Stored data entries
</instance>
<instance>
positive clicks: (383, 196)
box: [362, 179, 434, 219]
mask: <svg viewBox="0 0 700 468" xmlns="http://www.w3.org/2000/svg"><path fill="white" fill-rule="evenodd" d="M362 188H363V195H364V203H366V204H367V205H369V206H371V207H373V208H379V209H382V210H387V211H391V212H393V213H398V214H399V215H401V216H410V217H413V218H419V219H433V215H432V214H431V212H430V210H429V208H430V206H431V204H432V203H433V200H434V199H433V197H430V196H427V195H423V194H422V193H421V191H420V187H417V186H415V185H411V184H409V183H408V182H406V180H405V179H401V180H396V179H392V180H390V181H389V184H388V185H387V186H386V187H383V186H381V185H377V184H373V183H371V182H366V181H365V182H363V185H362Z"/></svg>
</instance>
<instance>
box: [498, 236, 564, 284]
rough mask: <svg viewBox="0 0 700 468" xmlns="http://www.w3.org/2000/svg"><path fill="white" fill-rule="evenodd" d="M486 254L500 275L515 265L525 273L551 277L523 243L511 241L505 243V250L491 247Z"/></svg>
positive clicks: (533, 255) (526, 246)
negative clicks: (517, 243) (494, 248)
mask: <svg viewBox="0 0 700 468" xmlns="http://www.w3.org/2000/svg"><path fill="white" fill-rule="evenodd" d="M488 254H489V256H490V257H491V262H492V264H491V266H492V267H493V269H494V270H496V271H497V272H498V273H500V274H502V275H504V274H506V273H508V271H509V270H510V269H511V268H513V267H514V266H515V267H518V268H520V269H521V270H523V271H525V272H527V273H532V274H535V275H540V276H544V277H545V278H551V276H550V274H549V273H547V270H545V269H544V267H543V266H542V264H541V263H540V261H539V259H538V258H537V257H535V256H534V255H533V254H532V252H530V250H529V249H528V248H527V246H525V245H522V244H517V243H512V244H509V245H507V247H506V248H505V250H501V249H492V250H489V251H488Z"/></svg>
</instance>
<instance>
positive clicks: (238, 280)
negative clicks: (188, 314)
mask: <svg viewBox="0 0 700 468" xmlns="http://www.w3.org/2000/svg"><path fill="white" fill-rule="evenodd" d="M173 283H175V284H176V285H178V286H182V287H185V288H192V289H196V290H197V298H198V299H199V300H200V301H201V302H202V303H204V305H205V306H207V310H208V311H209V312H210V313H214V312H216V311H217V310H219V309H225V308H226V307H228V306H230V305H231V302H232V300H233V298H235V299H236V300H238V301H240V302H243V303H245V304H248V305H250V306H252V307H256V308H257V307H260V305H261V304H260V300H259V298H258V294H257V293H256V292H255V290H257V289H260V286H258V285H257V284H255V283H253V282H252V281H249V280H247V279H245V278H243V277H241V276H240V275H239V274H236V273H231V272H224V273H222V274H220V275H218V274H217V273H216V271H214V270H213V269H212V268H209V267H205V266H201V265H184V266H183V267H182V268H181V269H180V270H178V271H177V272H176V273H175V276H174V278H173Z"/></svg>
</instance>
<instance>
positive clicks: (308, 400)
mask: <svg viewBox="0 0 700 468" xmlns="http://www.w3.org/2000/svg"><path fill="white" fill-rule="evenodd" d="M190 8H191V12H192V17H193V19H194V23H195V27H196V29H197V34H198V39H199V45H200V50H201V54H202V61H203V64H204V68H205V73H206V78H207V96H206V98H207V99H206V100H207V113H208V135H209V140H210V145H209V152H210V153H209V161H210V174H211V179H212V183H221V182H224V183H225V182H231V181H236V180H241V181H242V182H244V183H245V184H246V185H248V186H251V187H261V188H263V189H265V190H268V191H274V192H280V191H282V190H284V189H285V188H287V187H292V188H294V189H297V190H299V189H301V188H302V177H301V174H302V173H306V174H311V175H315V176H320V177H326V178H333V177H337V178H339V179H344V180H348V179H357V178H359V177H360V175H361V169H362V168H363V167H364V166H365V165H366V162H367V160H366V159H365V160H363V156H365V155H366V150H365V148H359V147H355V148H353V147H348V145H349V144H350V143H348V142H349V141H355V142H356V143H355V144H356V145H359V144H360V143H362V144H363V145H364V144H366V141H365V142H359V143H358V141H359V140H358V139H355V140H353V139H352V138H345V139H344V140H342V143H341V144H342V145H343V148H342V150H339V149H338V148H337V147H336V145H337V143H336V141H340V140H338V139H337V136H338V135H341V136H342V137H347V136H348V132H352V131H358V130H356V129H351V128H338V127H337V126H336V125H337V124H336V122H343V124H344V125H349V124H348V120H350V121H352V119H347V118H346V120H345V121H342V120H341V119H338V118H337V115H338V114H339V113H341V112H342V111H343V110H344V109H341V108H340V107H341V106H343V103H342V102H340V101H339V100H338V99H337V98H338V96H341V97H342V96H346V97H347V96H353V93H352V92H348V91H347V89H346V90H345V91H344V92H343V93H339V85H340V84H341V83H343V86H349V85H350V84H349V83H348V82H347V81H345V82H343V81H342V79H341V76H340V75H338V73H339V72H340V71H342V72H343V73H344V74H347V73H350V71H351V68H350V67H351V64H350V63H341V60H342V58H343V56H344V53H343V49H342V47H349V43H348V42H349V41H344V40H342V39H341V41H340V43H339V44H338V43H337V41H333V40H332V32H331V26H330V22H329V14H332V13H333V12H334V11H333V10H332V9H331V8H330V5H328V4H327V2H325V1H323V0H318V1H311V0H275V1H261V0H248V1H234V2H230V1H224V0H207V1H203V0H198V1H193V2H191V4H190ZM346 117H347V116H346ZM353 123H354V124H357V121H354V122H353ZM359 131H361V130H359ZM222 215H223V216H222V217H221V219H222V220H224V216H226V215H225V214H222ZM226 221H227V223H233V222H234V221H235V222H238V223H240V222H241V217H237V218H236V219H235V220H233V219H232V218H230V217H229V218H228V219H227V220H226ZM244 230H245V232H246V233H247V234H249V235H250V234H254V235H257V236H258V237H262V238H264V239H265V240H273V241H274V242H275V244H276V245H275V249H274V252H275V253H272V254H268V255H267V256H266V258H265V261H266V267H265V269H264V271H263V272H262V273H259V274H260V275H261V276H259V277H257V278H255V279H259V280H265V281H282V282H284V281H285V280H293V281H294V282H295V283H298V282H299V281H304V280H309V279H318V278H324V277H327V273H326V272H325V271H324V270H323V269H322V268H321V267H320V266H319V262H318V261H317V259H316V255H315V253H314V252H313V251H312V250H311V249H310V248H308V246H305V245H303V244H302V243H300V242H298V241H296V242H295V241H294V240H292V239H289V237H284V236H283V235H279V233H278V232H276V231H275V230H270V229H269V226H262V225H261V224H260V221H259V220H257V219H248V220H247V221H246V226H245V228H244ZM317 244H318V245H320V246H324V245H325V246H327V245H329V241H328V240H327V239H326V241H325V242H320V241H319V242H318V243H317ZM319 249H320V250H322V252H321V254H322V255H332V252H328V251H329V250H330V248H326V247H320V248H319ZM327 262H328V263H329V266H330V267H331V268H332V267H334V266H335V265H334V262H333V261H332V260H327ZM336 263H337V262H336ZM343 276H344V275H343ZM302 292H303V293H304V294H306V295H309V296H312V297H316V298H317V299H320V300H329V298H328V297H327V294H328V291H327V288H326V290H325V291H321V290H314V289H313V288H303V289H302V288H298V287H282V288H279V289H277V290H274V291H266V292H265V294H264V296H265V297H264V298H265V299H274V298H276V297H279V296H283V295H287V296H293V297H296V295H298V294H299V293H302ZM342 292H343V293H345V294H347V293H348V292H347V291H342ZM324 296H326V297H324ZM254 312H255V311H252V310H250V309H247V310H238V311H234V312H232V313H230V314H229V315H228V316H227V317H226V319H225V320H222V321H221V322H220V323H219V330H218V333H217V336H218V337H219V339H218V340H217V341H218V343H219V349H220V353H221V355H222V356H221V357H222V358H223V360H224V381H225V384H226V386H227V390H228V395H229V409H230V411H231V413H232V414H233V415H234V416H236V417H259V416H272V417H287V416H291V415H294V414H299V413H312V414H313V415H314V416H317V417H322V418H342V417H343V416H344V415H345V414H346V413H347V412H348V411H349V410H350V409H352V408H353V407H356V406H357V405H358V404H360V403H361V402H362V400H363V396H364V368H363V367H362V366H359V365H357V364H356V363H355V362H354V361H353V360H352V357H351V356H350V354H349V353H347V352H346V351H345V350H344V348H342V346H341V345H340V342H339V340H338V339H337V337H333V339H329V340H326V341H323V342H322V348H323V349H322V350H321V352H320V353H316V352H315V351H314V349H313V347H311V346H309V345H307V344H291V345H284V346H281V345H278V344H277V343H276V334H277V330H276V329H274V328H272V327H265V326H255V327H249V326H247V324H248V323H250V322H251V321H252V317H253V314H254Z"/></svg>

**Task instructions**. Render the lines from the start of the records through the line containing "box: [362, 179, 434, 219]" as a Markdown table with the columns No. and Line, leaving out blank lines.

**Solved problem**.
| No. | Line |
|---|---|
| 1 | </instance> |
| 2 | <instance> |
| 3 | positive clicks: (383, 196) |
| 4 | box: [362, 179, 434, 219] |